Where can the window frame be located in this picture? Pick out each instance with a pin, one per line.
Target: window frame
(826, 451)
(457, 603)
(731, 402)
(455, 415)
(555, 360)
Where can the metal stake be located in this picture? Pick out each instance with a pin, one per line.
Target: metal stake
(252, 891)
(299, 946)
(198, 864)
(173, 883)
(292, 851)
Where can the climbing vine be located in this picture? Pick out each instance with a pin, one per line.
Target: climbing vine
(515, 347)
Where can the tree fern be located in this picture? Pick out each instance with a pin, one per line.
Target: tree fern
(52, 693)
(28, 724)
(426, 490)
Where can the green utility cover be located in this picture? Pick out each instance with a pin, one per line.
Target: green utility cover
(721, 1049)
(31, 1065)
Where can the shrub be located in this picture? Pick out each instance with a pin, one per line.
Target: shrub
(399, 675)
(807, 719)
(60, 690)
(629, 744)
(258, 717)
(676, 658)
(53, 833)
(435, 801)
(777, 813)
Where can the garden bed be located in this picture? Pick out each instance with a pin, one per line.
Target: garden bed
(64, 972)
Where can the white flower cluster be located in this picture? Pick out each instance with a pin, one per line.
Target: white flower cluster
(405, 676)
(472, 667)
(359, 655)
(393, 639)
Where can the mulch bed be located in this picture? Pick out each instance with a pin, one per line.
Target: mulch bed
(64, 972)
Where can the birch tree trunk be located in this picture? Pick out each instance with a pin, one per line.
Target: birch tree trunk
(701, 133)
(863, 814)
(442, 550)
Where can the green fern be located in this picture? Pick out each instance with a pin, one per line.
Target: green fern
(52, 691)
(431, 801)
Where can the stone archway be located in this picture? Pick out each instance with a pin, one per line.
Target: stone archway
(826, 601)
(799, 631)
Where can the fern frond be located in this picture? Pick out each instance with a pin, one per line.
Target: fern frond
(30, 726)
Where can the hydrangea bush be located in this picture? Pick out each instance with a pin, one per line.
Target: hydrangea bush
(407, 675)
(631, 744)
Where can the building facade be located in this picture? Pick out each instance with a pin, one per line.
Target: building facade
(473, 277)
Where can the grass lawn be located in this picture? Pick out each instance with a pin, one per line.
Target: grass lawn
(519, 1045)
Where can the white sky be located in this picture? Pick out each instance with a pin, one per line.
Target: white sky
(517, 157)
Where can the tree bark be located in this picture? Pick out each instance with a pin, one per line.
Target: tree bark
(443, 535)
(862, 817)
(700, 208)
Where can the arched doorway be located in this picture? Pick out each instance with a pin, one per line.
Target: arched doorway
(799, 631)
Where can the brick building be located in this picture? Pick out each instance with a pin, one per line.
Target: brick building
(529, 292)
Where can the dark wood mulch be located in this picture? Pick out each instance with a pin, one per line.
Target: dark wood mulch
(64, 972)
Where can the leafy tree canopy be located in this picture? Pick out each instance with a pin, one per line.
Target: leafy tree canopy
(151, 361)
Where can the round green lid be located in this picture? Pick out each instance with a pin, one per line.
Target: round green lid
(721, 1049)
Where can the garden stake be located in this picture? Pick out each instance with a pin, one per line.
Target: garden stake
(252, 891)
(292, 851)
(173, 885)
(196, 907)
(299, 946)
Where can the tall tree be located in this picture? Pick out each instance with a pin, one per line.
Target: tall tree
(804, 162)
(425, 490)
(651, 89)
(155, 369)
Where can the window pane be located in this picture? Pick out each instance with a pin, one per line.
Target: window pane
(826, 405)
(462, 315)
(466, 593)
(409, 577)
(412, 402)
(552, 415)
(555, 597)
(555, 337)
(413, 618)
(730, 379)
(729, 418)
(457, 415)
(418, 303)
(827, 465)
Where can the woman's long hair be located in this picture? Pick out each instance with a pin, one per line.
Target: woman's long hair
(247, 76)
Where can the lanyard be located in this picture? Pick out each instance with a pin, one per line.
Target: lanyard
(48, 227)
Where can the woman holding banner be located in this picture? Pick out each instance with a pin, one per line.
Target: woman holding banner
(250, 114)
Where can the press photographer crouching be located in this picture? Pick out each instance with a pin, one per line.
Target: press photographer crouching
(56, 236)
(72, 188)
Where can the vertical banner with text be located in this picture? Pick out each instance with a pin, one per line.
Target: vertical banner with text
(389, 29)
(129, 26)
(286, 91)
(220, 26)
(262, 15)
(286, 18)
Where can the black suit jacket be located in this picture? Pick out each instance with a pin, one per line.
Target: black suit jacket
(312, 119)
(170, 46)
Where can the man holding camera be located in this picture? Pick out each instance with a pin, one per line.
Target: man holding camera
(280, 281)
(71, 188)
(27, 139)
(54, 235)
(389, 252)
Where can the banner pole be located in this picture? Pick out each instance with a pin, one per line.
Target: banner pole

========================================================================

Quote the listing in full, please, keeping every line exact.

Where can the window frame be located in this picture? Pick out each instance with a pin, one per line.
Target: window frame
(826, 451)
(457, 603)
(731, 402)
(455, 415)
(555, 360)
Where can the metal stake be located in this picture? Pick out each instance with a pin, one per line.
Target: metal stake
(252, 891)
(299, 946)
(198, 864)
(173, 883)
(292, 851)
Where can the climbing vine be located in this picture? Pick out each instance with a pin, one per line.
Target: climbing vine
(515, 347)
Where can the tree fern be located in this picture? Pick out each instance with a pin, one per line.
Target: tree fern
(52, 693)
(28, 724)
(426, 490)
Where can the green utility cover be located in this picture? Pick out each instance with a pin, one per line.
Target: green utility cover
(721, 1049)
(31, 1065)
Where can the shrub be located in this picture? Pick out each instance with a pin, one per line.
Target: shrub
(399, 675)
(807, 719)
(60, 690)
(629, 744)
(258, 717)
(676, 658)
(53, 833)
(435, 801)
(777, 813)
Where can the garden bed be located in this picture? Pick out each instance with a pin, one per line.
Target: garden bed
(64, 972)
Where can the white flower cluster be located in this picture? Pick out each instance with a pin, one per line.
Target: white flower cluster
(405, 676)
(472, 667)
(359, 655)
(393, 639)
Where can the mulch bed be located in this picture? Pick out each instance with a pin, one per line.
Target: mulch bed
(64, 972)
Where can the birch tree trunk be located in this picture? Pick out each instance with a pin, one per line.
Target: birch tree trunk
(701, 133)
(863, 814)
(442, 550)
Where can the green fern be located in this picture? Pick out each instance with a pin, one per line.
Target: green fern
(52, 691)
(431, 801)
Where can the stone archway be located in this picture? Pick out each instance with a pin, one per line.
Target: stone archway
(826, 601)
(799, 631)
Where can the fern frond be located in this picture? Pick out each instance with a pin, one per line.
Target: fern frond
(30, 726)
Where can the hydrangea bush be located in this picture? Pick out each instance with a pin, one per line.
Target: hydrangea bush
(407, 675)
(631, 744)
Where can the building facade be located in this picture? Pick out each instance with a pin, one per line.
Target: building facade
(473, 277)
Where can the grass lawn be located in this picture? Pick out each instance with a pin, one per line.
Target: grass lawn
(519, 1045)
Where can the white sky be located in this picture? Pick out each instance with a pin, one per line.
Target: white sky
(517, 157)
Where can the tree bark be located in this picture? Pick out each instance with a pin, one per line.
Target: tree bark
(443, 535)
(862, 817)
(700, 208)
Where can the arched doorway be located in this picture? Pick out each instance with a pin, one per line.
Target: arched doorway
(799, 631)
Where can the brick building be located in this picture? Pick out each instance with a pin, one per line.
Target: brick building
(529, 292)
Where can the dark wood mulch be located in this picture? Pick out each instance with a pin, one per line.
Target: dark wood mulch
(64, 972)
Where can the leafy tree canopy be located in this picture? Pick out each instance with a pin, one per line.
Target: leafy tree canopy
(151, 361)
Where can the round green lid be located in this picture? Pick out each instance with a pin, one per line.
Target: round green lid
(721, 1049)
Where can the garden stake be located in this picture? Pick out each instance with a pin, one per line.
Target: garden stake
(252, 891)
(292, 851)
(173, 885)
(196, 907)
(299, 946)
Where can the tall tree be located in this picture? Pick out each instance with a pin, one per line.
Target: tall tree
(804, 162)
(425, 490)
(651, 89)
(155, 369)
Where can the window pane be located in this picture? Pick out each instance with a pin, one per line.
Target: window pane
(826, 405)
(462, 315)
(466, 593)
(409, 577)
(412, 402)
(552, 415)
(555, 597)
(555, 337)
(413, 618)
(730, 379)
(729, 418)
(457, 415)
(418, 303)
(827, 465)
Where can the woman's long hair be located in this picture? Pick out each instance with a pin, one per line.
Target: woman's long hair
(247, 76)
Where can the lanyard be located in this picture? Pick out each instance with a pin, one per line.
Target: lanyard
(48, 227)
Where can the woman holding banner be located in this picture? Pick out each instance with a pin, one per line.
Target: woman holding banner
(250, 114)
Where can the press photographer crouching be located in this picture? Pick out each instance with a pin, one per line.
Target: press photographer crouching
(56, 236)
(72, 188)
Where can the vertical banner with text be located in this picture? Pick out each instance with a pin, one per line.
Target: vertical banner with text
(389, 29)
(129, 26)
(286, 91)
(220, 26)
(262, 15)
(286, 18)
Where can the black suit jacket be located in this picture? Pick out each instance with a pin, one per line.
Target: black suit jacket
(312, 119)
(170, 46)
Where can the man holding camera be located in this picture? Pick out each instance with a pin, one per line.
Target: man holding camera
(280, 281)
(71, 188)
(27, 139)
(54, 235)
(389, 252)
Where can the banner pole be located in this picture? Pick out each instance with a pin, one per line.
Target: banner pole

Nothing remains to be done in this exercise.